Tempos como os que vivemos atualmente são difíceis para quem tem posições firmes, seja em qualquer campo, religioso, político, clubístico, sexual. Nos últimos anos aconteceram diversos casos de injúrias, perseguições e infelizmente, na maioria das vezes, violência contra as chamadas "minorias". Mas se formos pensar bem, justamente esses tempos que parecem difíceis, possibilitam o crescimento do respeito e da tolerância.
Hoje, 21 de janeiro, oficialmente foi instituído como o dia do respeito à diversidade religiosa no Brasil. Serve muito mais para que possamos ampliar o debate sobre essa necessidade, algo que já vem sendo feito pelas agremiações carnavalescas desde os primórdios dos desfiles. A ligação do samba com as populações afrodescendentes é marcante na maioria dos casos, o que trouxe para as letras e enredos a temática religiosa tradicional dos antigos escravos, tais como o candomblé, umbanda, etc.
O Brasil é uma pátria miscigenada e de quebra, tornou-se um caldeirão de raças e culturas, sendo por conseguinte uma mistura de religiosidades. Essa mistura revelou-se nas avenidas do país em diversos enredos.
Em 2006 o Império Serrano apresentou o enredo "Império do Divino", mostrando justamente nossa tradição religiosa:
"Cantando em forma de oração
Serrinha pede paz, felicidade
Pra nossa gente que não pára de rezar
E como tem religiosidade
Senhor, olhai por nós
Até por quem perdeu a fé"
Serrinha pede paz, felicidade
Pra nossa gente que não pára de rezar
E como tem religiosidade
Senhor, olhai por nós
Até por quem perdeu a fé"
A poesia presente nos versos dos sambas traduzem com tamanha habilidade as realidades, sobretudo brasileiras com espanto. É o que podemos perceber nos versos agora de uma imperatriz, a Leopoldinense em 2010, no enredo "Brasil de todos os deuses":
"Viu nascer a devoção em cada amanhecer
Viu brilhar a imensidão de cada olhar
Num país da cor da miscigenação
De tanto Deus, tanta religião
Pro povo, feliz, cultuar
O índio dançou, em adoração
O branco rezou na cruz do cristão
O negro louvou os seus orixás
A luz de Deus é a chama da paz...
Oh, deus pai! Iluminai o novo dia
Guiai ao divino destino
Seus peregrinos em harmonia
A fé enche a vida de esperança
Na infinita aliança
Traz confiança ao caminhar
E a gente romeira, valente e festeira
Segue a acreditar...
A imperatriz é um mar de fiéis
No altar do samba, em oração
É o Brasil de todos os deuses!
De paz, amor e união"
A emoção do desfile traduziu muito da emoção da fé, expressa nesse samba, em forma de oração. E essas paradinhas foram de enlouquecer e rezar ajoelhado agradecendo por essa beleza toda:
Entre dezenas de enredos falando sobre a religiosidade e a fé, escolhemos um enredo vivo na memória, da super campeã do carnaval de São Paulo no carnaval 2014, Mocidade Alegre. Neste ano trouxe para a avenida o enredo "Andar com fé eu vou... que a fé não costuma falhar!"

Registros armazenados
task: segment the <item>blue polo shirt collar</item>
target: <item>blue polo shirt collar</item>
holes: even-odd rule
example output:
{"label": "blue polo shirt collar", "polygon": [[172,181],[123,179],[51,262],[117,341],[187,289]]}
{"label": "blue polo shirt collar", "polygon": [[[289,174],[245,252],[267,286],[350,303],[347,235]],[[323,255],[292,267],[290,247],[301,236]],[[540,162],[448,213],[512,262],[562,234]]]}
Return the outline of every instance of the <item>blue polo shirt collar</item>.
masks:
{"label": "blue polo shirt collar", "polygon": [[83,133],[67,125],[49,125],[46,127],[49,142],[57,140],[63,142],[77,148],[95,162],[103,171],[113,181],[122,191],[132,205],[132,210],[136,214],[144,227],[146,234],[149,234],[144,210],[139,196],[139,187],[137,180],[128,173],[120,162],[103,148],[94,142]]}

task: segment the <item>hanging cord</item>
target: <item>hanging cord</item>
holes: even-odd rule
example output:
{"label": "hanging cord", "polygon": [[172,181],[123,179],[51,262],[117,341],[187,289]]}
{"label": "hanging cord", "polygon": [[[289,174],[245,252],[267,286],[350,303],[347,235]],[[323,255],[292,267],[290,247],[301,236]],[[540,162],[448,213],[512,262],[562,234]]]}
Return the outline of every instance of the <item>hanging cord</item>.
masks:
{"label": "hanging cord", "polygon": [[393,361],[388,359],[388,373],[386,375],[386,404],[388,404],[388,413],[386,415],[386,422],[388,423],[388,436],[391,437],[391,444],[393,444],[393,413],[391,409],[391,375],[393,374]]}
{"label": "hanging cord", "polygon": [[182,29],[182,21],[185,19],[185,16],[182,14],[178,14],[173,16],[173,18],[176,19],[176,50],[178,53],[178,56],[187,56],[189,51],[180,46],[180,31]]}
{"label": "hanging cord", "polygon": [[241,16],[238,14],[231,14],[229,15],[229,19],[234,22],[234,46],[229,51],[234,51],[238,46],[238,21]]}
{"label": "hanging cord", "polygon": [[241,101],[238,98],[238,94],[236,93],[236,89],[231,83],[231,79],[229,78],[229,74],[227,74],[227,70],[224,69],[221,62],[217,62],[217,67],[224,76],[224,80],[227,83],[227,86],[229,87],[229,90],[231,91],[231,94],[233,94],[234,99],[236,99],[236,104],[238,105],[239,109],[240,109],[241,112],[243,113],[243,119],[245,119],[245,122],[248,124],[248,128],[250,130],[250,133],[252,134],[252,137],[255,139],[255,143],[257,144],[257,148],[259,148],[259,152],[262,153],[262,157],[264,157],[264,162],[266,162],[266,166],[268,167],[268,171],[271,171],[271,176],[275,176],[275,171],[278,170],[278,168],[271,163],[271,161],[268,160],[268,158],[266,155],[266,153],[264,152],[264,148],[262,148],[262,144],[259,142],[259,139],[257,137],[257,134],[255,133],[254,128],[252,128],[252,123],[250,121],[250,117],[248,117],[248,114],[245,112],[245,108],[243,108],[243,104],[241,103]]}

> ENUNCIADO DA TAREFA
De acordo com o texto exibido, qual agremiação levou à avenida o enredo "Império do Divino" em 2006?

> RESULTADO DA TAREFA
O Império Serrano.